Scan the entries below for the word "upper". Copy out every line in which it occurs.

Saved data entries:
-- -- --
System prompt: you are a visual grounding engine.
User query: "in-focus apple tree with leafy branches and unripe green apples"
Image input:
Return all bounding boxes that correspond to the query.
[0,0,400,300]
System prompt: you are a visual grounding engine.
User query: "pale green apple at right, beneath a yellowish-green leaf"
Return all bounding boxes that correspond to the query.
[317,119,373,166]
-- -- --
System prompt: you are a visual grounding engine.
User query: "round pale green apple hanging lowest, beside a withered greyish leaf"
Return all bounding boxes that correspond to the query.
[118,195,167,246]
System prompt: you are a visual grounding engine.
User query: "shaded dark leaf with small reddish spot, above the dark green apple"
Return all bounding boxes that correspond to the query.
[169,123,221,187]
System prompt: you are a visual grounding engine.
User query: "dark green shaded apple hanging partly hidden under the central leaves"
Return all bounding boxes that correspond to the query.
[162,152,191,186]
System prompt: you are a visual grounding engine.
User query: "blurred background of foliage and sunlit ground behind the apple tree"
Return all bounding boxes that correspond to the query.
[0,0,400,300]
-- -- --
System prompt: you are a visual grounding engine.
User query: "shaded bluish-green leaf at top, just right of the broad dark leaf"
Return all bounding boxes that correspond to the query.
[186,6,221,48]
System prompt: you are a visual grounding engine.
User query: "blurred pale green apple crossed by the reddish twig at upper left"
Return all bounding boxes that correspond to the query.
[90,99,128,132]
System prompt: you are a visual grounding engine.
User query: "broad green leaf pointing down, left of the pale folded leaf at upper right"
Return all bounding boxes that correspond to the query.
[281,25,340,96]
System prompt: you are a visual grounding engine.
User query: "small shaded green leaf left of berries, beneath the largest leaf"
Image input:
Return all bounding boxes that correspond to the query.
-- -- --
- [Exercise answer]
User query: "blurred pale green apple crossed by the reddish twig at upper left"
User query: "broad green leaf pointing down, left of the pale folded leaf at upper right"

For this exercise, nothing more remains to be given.